> Task brief:
Make an exact copy of the records, with the pictures left out.

> Source material:
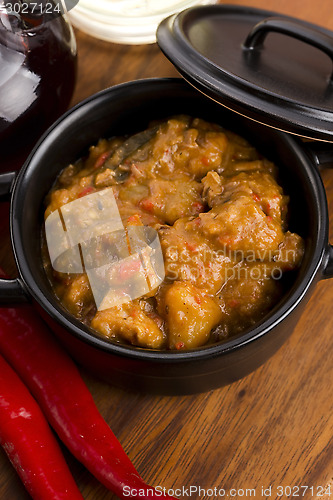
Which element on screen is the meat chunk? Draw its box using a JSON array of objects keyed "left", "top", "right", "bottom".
[
  {"left": 202, "top": 170, "right": 288, "bottom": 223},
  {"left": 214, "top": 261, "right": 283, "bottom": 339},
  {"left": 138, "top": 175, "right": 204, "bottom": 225},
  {"left": 197, "top": 193, "right": 285, "bottom": 260},
  {"left": 158, "top": 218, "right": 234, "bottom": 294},
  {"left": 91, "top": 301, "right": 165, "bottom": 349},
  {"left": 59, "top": 274, "right": 94, "bottom": 319},
  {"left": 185, "top": 130, "right": 230, "bottom": 178},
  {"left": 201, "top": 171, "right": 223, "bottom": 207},
  {"left": 273, "top": 231, "right": 305, "bottom": 270}
]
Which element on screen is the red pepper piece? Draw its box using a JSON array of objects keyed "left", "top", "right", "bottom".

> Finished task:
Which element on screen is the meat chunk? Draw its box using a JSON array of objects keyed "left", "top", "right", "bottom".
[
  {"left": 202, "top": 170, "right": 288, "bottom": 223},
  {"left": 214, "top": 261, "right": 283, "bottom": 339},
  {"left": 138, "top": 175, "right": 204, "bottom": 225},
  {"left": 197, "top": 193, "right": 285, "bottom": 260},
  {"left": 158, "top": 218, "right": 234, "bottom": 294},
  {"left": 91, "top": 301, "right": 165, "bottom": 349},
  {"left": 59, "top": 274, "right": 94, "bottom": 319},
  {"left": 185, "top": 130, "right": 230, "bottom": 178},
  {"left": 201, "top": 171, "right": 223, "bottom": 207},
  {"left": 273, "top": 231, "right": 305, "bottom": 270}
]
Which element on screen is the red pepper piece? Draw its box using a JSON array of objects keyed "left", "top", "right", "bottom".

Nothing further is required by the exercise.